• **Texto extraído**:
Así las cosas, tal y como lo
planteo en mi último libro con título igual al de esta columna, es bueno y
necesario, urgente, apelar a la razón profunda y no ocasional que nos permita
imaginar formas de vida decente para Venezuela, sin tener que dar manotazos al
miasma que nos anega. Y el reclamo al respecto va dirigido a los mayores, a las
élites políticas, económicas o intelectuales del país, las que quedan y a
quienes cabe interpelar, obligadas como están a saldar su deuda con las
generaciones del porvenir, sin secuestrarles sus trincheras.
No entiende el hombre y la mujer
comunes qué pasó o nos pasó, luego de pasada la borrachera revolucionaria.
Y acerca de los jóvenes, sobre
quienes las escribanías del régimen o las partidarias y sus turiferarios de
ordinario cargan sus tintas y verbos para conjurar culpas propias, cabe decir
que viven con intensidad y en buena hora sus horas del sacrificio auténtico, de
ideales que intuyen en búsqueda de darles un sentido “con las manos puras y el
corazón inocente”, diría Romain Rolland en su Más allá de la contienda
(Au-dessus de la mêlée, 1914).
¿Acaso no es llegada la hora
agonal de esas élites ensimismadas y sin ánimo de riesgos, me pregunto, para
que recompensen –como tribunos de oficio, como líderes o guías– la brega por la
cotidianidad del pueblo ahora carenciado o el heroísmo de nuestros imberbes
estudiantes?
Reconstruir la nación –lo
recuerda Monseñor Jorge M. Bergoglio, hoy Papa Francisco– implica reencontrar
nuestras raíces genuinas. Volver a ser nación demanda, como en 1811 y en 1961,
un acuerdo sobre los valores fundantes civilizados compartidos y celebrantes de
la pluralidad. Exige mirar el pasado, con ojo crítico y sin complejos,
desterrando lastres de conveniencia que impidan nuestra madurez, como el citado
Mito de El Dorado y la invocación del mesianismo, del padre bueno y fuerte que
aún nos lleve de la mano, de neta inspiración bolivariana.

• **Objetivo 1**: Enumera todos los años que aparecen en el texto extraído, en el orden en que se mencionan.
• **Objetivo 2**: Reproduce sin cambios los registros comenzando en la línea que contiene "bare dirt ground" y terminando en la línea que contiene "x=393 y=154", ambas incluidas.

• **Datos proporcionados**:
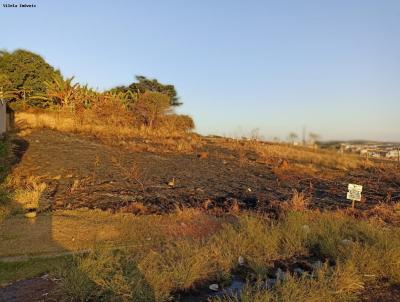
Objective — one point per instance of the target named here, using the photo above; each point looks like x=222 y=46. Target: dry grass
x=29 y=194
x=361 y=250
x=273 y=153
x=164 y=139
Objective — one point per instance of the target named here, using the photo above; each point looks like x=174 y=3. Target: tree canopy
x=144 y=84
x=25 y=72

---

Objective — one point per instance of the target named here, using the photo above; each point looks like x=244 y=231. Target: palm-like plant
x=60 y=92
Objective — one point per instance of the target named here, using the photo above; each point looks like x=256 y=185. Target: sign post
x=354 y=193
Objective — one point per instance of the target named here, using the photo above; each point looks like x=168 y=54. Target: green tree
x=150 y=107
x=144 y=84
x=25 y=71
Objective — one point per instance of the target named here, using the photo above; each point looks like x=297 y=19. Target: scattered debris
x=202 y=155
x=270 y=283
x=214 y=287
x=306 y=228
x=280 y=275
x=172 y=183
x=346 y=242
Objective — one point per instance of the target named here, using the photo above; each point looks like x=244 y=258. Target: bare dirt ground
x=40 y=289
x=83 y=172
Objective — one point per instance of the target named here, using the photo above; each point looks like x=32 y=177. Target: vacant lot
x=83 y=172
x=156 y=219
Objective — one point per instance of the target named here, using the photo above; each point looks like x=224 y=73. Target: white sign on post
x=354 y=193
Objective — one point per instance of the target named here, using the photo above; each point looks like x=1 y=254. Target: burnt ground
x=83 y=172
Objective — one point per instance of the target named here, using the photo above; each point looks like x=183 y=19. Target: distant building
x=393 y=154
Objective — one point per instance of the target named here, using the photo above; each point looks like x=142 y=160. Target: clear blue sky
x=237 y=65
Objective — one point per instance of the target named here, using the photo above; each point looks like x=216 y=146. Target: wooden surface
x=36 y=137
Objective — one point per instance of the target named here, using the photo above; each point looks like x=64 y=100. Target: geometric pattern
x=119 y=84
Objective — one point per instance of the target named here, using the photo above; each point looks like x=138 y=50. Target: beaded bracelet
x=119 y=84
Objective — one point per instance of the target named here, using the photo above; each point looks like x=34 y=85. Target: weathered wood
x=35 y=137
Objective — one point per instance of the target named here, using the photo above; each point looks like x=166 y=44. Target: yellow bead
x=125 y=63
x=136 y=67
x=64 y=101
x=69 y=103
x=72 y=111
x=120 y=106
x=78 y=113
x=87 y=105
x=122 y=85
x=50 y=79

• **Respuesta final 1**: 1914, 1811, 1961

• **Respuesta final 2**:
Objective — one point per instance of the target named here, using the photo above; each point looks like x=244 y=258. Target: bare dirt ground
x=40 y=289
x=83 y=172
Objective — one point per instance of the target named here, using the photo above; each point looks like x=32 y=177. Target: vacant lot
x=83 y=172
x=156 y=219
Objective — one point per instance of the target named here, using the photo above; each point looks like x=224 y=73. Target: white sign on post
x=354 y=193
Objective — one point per instance of the target named here, using the photo above; each point looks like x=1 y=254. Target: burnt ground
x=83 y=172
Objective — one point per instance of the target named here, using the photo above; each point looks like x=183 y=19. Target: distant building
x=393 y=154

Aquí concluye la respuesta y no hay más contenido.